### Work task:
List each distinct word or phrase that the case summary places in quotation marks.

A New York state appellate court recently reversed a landmark 2007 trial court decision and held that asbestos-related bodily injury claims fall within the products/completed operations hazard coverage of the comprehensive general liability policies at issue and are therefore subject to that coverage’s aggregate limits. Continental Cas. Co. v. Employers Ins. Co. of Wausau, 2008 NY Slip Op 10227 (N.Y.App.Div.1st Dept., December 30, 2008).
The insurer filed a declaratory judgment suit seeking a declaration that it had no duty to indemnify its now-defunct insured, a manufacturer, seller and distributor of an asbestos product, in pending asbestos-related claims, because all the pending claims against the insured fell within the products hazard/completed operations coverage of the policies at issue, which coverage was subject to an indisputably exhausted aggregate limit. The insurer initiated the declaratory judgment action after counsel for approximately 20,000 claimants informed the insured and its insurer that those claimants would be pursuing a new theory of liability, non-products or “operations” coverage, which was purportedly not subject to aggregate limits, and thus purportedly opened up the insured and its insurer to “perpetual coverage.”
The trial court concluded that the insurer had failed to meet its burden in showing that pending asbestos claims fell within the “products aggregates” of the subject insurance policies, and concluded that the claimants were entitled to coverage under the “operations” provision. The trial court also determined that coverage for asbestos-related injuries is triggered by exposure through inhalation, and that each separate class member’s exposure to conditions resulting in bodily injury constituted a separate occurrence under the subject insurance policy.
On appeal, the Appellate Division for the First Department held that the insurer demonstrated that there exists no possible basis, factual or legal, for liability outside of the products/completed operations provisions of the policy and, in any event, claimants did not produce any evidence whatsoever in support of the new theory of liability that injuries arose before contracting operations by the insured were completed. According to the Appellate Division, the only conclusion that could be reached was that injury did occur sometime before manifestation and after exposure. However, in order for claimants to establish their entitlement to limitless and perpetual coverage they had to show, under the relevant provisions of the subject policies, that the actual injury occurred in the policy period and that it arose solely out of an ongoing operation. The court concluded that the burden on a claimant to come forward with the necessary medical evidence or documentation or witnesses to support that his or her only exposure occurred during an ongoing project rises to the level of “factual impossibility.”

### Supplied information:
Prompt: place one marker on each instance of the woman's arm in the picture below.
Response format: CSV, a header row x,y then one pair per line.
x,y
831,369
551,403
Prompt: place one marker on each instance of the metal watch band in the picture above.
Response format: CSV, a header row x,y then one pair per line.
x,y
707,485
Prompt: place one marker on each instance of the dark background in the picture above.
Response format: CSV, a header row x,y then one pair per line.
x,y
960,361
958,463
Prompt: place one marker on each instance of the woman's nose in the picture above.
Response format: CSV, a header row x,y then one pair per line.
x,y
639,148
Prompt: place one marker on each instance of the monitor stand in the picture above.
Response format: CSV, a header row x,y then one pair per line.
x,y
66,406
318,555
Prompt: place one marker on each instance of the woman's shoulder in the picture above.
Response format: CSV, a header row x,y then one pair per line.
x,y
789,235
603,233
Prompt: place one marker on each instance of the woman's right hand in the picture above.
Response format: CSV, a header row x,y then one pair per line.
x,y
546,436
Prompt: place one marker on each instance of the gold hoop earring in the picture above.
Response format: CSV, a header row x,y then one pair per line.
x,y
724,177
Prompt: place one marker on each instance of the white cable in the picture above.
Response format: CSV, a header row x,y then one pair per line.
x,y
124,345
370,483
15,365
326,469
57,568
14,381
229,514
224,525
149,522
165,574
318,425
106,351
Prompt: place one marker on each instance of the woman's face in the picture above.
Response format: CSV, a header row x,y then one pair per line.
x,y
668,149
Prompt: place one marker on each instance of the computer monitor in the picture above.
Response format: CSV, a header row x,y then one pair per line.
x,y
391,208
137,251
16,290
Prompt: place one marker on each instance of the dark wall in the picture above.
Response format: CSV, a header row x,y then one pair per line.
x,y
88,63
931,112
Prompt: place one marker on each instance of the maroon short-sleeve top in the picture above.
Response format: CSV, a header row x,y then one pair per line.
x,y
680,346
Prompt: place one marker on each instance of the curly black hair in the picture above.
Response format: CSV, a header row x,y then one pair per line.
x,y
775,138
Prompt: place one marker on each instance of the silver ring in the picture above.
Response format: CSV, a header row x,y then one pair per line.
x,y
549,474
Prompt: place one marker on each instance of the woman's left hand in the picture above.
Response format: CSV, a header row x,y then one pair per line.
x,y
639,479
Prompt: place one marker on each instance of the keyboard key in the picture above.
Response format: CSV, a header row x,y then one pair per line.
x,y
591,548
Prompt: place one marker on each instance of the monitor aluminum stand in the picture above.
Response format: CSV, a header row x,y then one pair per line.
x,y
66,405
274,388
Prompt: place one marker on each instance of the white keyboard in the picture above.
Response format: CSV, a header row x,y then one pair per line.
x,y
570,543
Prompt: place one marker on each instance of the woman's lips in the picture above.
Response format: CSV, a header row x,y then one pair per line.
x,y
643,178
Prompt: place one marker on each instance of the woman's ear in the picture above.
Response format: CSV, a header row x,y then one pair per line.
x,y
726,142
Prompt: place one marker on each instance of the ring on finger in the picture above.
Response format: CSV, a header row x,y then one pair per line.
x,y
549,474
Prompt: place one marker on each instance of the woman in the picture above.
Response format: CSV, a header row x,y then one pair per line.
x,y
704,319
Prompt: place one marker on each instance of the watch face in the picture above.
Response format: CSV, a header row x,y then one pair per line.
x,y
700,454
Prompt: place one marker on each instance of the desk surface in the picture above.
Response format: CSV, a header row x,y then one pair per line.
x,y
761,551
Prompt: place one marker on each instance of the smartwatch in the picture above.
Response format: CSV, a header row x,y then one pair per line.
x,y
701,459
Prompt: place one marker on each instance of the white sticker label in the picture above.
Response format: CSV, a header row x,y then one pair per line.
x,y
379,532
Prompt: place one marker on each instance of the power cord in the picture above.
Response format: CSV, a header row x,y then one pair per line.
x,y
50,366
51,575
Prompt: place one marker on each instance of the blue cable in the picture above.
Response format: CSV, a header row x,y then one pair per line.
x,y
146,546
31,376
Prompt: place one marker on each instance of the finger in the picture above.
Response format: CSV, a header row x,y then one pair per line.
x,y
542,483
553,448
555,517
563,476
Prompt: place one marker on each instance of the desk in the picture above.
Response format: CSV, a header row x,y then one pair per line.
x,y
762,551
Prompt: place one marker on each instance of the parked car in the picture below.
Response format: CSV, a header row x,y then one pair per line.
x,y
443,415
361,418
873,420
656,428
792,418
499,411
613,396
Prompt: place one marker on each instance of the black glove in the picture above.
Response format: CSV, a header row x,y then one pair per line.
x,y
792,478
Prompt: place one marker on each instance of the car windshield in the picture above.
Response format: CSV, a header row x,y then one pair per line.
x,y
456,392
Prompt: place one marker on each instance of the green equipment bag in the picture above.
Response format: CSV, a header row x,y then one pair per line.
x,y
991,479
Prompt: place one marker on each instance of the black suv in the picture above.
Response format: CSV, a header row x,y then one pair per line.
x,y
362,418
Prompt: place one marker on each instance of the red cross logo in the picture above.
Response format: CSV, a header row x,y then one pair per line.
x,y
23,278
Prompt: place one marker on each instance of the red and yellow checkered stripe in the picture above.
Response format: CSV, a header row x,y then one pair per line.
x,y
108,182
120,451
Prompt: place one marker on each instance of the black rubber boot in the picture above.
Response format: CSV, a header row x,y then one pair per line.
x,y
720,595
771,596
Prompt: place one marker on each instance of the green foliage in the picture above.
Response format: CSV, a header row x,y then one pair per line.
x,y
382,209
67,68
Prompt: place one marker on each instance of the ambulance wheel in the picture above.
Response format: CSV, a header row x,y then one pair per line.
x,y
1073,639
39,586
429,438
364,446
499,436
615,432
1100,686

### Result:
"operations"
"perpetual coverage"
"products aggregates"
"factual impossibility"